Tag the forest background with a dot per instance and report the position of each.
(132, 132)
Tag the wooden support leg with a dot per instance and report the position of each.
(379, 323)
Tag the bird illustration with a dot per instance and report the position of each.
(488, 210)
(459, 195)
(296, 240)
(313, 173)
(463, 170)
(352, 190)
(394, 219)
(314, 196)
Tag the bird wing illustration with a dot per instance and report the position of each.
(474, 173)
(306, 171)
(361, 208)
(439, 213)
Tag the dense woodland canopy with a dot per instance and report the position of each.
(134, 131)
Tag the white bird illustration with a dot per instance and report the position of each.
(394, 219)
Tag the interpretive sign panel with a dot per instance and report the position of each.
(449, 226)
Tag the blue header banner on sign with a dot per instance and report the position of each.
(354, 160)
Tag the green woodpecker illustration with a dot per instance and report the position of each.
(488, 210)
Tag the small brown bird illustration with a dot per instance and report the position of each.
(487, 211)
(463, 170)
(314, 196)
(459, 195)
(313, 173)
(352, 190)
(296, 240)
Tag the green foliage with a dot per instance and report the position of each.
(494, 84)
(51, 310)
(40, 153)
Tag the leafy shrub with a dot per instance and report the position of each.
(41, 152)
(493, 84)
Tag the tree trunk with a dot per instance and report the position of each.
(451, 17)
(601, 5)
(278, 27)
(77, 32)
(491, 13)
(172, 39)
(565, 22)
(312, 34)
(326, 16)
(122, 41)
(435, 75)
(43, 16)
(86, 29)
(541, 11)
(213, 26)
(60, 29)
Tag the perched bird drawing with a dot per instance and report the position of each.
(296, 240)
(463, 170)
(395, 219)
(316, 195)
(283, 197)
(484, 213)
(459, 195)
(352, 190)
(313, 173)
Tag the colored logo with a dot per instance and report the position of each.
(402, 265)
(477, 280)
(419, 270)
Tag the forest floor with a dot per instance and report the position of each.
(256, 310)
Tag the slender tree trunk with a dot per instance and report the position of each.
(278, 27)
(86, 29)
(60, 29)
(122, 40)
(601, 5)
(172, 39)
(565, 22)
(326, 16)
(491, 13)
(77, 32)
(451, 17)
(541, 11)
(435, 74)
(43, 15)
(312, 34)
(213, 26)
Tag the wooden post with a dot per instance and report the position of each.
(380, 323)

**Problem to solve:** With no additions or omissions, transcribe every record.

**Written solution:**
Tag the forest background with a dot per instance and report the position of each.
(132, 132)
Tag the wooden support leg with a dot per instance and report the position of each.
(379, 323)
Tag the bird illustration with a dot per instance and report the position of each.
(488, 210)
(459, 195)
(296, 240)
(313, 173)
(463, 170)
(352, 190)
(394, 219)
(314, 196)
Tag the bird wing illustration with a dot per instance and report the position of each.
(474, 173)
(306, 171)
(361, 208)
(439, 213)
Tag the dense woodland canopy with a dot per instance and report the position of each.
(134, 131)
Tag the white bird illustration with a dot per instance and report the position of each.
(394, 219)
Tag the interpretive sign panel with a dot per instance and report the position of each.
(449, 226)
Tag the blue header banner on sign with a dot per instance and report the position of each.
(354, 160)
Tag the green woodpecker illustration with a dot per instance and report the position of each.
(488, 210)
Tag the small brown bird illustration with a dot per instance and report the position of each.
(487, 211)
(463, 170)
(314, 196)
(459, 195)
(313, 173)
(352, 190)
(296, 240)
Tag the green foliage with a dot per instance and report the position of each.
(494, 84)
(51, 310)
(40, 153)
Tag the leafy shrub with a dot per instance and report the position of each.
(41, 152)
(493, 84)
Tag the tree trunk with a dot per instance and report the position of each.
(451, 17)
(601, 5)
(278, 27)
(77, 32)
(491, 13)
(172, 39)
(565, 22)
(312, 34)
(326, 16)
(122, 41)
(435, 75)
(43, 16)
(86, 29)
(541, 11)
(213, 26)
(60, 29)
Tag the perched bird drawing with a dot per instance and report the position of each.
(296, 240)
(463, 170)
(395, 219)
(316, 195)
(283, 197)
(484, 213)
(459, 195)
(352, 190)
(313, 173)
Tag the colored logo with a dot per instance and report the position of each.
(402, 265)
(477, 280)
(419, 270)
Tag the forest floor with a dot per instance and report the position of each.
(256, 310)
Tag the slender tree trunk with a dot per instance and report the position of each.
(278, 27)
(86, 29)
(60, 29)
(122, 40)
(601, 5)
(172, 39)
(565, 22)
(326, 16)
(491, 13)
(77, 32)
(451, 17)
(541, 11)
(435, 74)
(43, 15)
(312, 34)
(213, 26)
Tag the wooden post with a dot per instance and report the position of each.
(380, 323)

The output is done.